→ Exercise objective:
Render every line of the records below as a Markdown table with two columns, Row and Line, where Row numbers each line and Line holds its text. Leave blank lines out.
-- begin --
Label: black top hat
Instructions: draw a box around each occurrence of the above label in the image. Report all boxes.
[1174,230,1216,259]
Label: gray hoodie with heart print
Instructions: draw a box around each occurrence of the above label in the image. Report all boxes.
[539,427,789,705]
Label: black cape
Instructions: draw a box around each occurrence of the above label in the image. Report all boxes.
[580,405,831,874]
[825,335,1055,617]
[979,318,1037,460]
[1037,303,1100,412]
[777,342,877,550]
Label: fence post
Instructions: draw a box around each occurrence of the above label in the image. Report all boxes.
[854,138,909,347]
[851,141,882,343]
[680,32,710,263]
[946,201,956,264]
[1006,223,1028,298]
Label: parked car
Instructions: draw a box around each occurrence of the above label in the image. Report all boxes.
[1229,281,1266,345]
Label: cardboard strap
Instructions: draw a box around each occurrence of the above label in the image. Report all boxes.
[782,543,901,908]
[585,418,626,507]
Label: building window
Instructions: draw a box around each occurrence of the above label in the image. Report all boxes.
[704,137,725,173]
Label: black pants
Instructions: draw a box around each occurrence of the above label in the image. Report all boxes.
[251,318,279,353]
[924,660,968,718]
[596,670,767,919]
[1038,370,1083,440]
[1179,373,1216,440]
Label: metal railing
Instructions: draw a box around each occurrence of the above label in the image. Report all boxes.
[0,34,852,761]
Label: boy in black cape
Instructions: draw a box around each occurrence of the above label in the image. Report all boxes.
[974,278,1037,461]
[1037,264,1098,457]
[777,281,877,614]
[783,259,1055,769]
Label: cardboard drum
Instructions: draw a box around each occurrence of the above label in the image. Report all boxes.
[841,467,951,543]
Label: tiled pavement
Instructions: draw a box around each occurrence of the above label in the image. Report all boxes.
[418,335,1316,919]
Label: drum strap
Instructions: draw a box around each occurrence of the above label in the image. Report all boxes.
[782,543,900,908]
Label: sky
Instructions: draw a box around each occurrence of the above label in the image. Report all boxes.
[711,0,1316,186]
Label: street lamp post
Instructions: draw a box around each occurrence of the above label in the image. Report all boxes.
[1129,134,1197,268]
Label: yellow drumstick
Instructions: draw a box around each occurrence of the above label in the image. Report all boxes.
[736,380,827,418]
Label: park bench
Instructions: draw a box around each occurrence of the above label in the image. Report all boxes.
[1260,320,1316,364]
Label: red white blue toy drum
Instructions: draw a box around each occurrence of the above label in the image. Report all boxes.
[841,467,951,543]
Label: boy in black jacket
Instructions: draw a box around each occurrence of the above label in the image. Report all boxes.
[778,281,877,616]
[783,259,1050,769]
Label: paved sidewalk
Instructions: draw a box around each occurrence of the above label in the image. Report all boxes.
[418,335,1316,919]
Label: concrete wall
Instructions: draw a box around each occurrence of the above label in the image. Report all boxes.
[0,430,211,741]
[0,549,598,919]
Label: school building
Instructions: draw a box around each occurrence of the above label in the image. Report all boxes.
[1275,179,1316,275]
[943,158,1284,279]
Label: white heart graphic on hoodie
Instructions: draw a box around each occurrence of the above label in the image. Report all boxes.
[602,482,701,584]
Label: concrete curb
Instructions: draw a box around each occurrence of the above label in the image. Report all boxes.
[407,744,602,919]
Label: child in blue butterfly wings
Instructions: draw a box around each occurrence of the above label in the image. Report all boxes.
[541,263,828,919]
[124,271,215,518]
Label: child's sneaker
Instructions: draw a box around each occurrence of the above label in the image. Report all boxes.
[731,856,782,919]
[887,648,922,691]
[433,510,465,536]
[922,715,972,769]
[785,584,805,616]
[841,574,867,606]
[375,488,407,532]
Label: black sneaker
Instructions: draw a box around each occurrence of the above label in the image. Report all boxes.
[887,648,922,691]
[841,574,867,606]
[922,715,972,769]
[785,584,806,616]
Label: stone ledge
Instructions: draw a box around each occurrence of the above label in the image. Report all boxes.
-- end --
→ The solution:
| Row | Line |
|---|---|
| 1 | Label: black top hat |
| 2 | Instructions: draw a box around each occurrence of the above label in the image. Report all boxes. |
| 3 | [1174,230,1216,259] |
| 4 | Label: gray hoodie with heart print |
| 5 | Instructions: draw a box around each occurrence of the above label in the image. Report all boxes. |
| 6 | [539,427,789,705] |
| 7 | Label: black cape |
| 8 | Instructions: draw a box around each occurrence of the above label in the image. Report all boxes. |
| 9 | [580,405,831,874] |
| 10 | [825,335,1055,617] |
| 11 | [979,318,1037,460] |
| 12 | [1037,303,1100,412] |
| 13 | [777,342,877,550] |
| 14 | Label: fence post |
| 15 | Instructions: draw a box around each occurrence of the above label in the image. Report all boxes. |
| 16 | [854,138,909,347] |
| 17 | [851,141,882,343] |
| 18 | [680,32,710,263] |
| 19 | [946,201,956,264] |
| 20 | [1006,223,1028,298] |
| 21 | Label: parked car |
| 22 | Instructions: draw a box around each occurrence of the above label in the image. Report all boxes. |
| 23 | [1229,281,1266,345] |
| 24 | Label: cardboard strap |
| 25 | Instructions: draw a box around each occurrence of the above label in the image. Report all boxes. |
| 26 | [782,543,901,908] |
| 27 | [585,418,626,507] |
| 28 | Label: building window |
| 29 | Instructions: draw a box around each occurrence of the above label in the image. Report all boxes. |
| 30 | [704,137,725,173] |
| 31 | Label: black pants |
| 32 | Instructions: draw a box around each occurrence of the above label in the image. Report all boxes. |
| 33 | [251,318,279,353] |
| 34 | [924,660,968,718] |
| 35 | [596,670,767,919] |
| 36 | [1038,370,1083,440] |
| 37 | [1179,373,1216,440] |
| 38 | Label: metal railing |
| 39 | Instructions: draw a box around each occurrence of the above label in the image. Report all boxes. |
| 40 | [0,34,852,761] |
| 41 | Label: boy in black cape |
| 42 | Instructions: draw a box around each occurrence of the above label in the image. Report all boxes. |
| 43 | [974,278,1037,461] |
| 44 | [1037,264,1098,457] |
| 45 | [777,281,877,614] |
| 46 | [783,259,1055,769] |
| 47 | Label: cardboard drum |
| 48 | Instructions: draw a box around each occurrence of the above label in the image. Report all boxes. |
| 49 | [841,467,951,543] |
| 50 | Label: tiled pavement |
| 51 | Instructions: draw a box around each occurrence of the above label in the image. Report all boxes. |
| 52 | [418,335,1316,919] |
| 53 | Label: drum strap |
| 54 | Instructions: draw a box around each occurrence of the above label in the image. Report all boxes. |
| 55 | [782,543,900,908] |
| 56 | Label: sky |
| 57 | Instructions: draw a box around each occurrence of the above label in the image. Report all boxes. |
| 58 | [711,0,1316,186] |
| 59 | Label: street lamp post |
| 60 | Instructions: draw a box around each occurrence of the above label in the image. Report all boxes. |
| 61 | [1129,134,1197,268] |
| 62 | Label: yellow drumstick |
| 63 | Instructions: draw a box around each occurrence of the above label in the image. Report all boxes. |
| 64 | [736,380,827,418] |
| 65 | Label: park bench |
| 66 | Instructions: draw a box around each occurrence of the above label in the image. Report all boxes. |
| 67 | [1260,320,1316,364] |
| 68 | Label: red white blue toy drum |
| 69 | Instructions: draw a box around each occurrence of the above label in the image. Report all boxes. |
| 70 | [841,467,951,543] |
| 71 | Label: boy in black jacket |
| 72 | Instructions: draw a box around each occurrence of the above label in the image. Report all boxes. |
| 73 | [778,281,877,616] |
| 74 | [783,259,1050,769] |
| 75 | Label: paved sidewalk |
| 76 | Instructions: draw a box around each occurrence of the above label in the image. Report all boxes. |
| 77 | [418,335,1316,919] |
| 78 | Label: concrete wall |
| 79 | Instructions: draw a box around each occurrence of the above label in the image. Report all boxes. |
| 80 | [0,430,211,741] |
| 81 | [0,549,598,919] |
| 82 | Label: school building |
| 83 | Instructions: draw a box around each occurrence of the above label in the image. Report all boxes. |
| 84 | [1275,179,1316,275] |
| 85 | [943,158,1284,279] |
| 86 | Label: white heart graphic on hoodie |
| 87 | Instructions: draw a box around each occurrence of the above label in the image. Report all boxes. |
| 88 | [602,482,701,584] |
| 89 | Label: concrete curb |
| 90 | Instructions: draw a box around each occurrence of the above label in the image. Report all boxes. |
| 91 | [407,744,602,919] |
| 92 | Label: child in blue butterfly wings |
| 93 | Instructions: draw a box around each occurrence of the above label in the image. Report all boxes. |
| 94 | [541,263,828,919] |
| 95 | [124,271,215,518] |
| 96 | Label: child's sneaker |
| 97 | Instructions: draw a box around each occurrence of the above label in the image. Report all boxes. |
| 98 | [731,856,782,919] |
| 99 | [887,648,922,691] |
| 100 | [433,510,465,536] |
| 101 | [922,715,972,769] |
| 102 | [785,584,805,616] |
| 103 | [841,574,867,606] |
| 104 | [375,488,407,532] |
| 105 | Label: black sneaker |
| 106 | Instructions: draw a box around each occurrence of the above label in the image. Report all boxes. |
| 107 | [887,648,922,691] |
| 108 | [841,574,867,606] |
| 109 | [922,715,972,769] |
| 110 | [785,584,806,616] |
| 111 | Label: stone ledge |
| 112 | Instructions: draw a box around each occurrence of the above label in the image. Report all boxes. |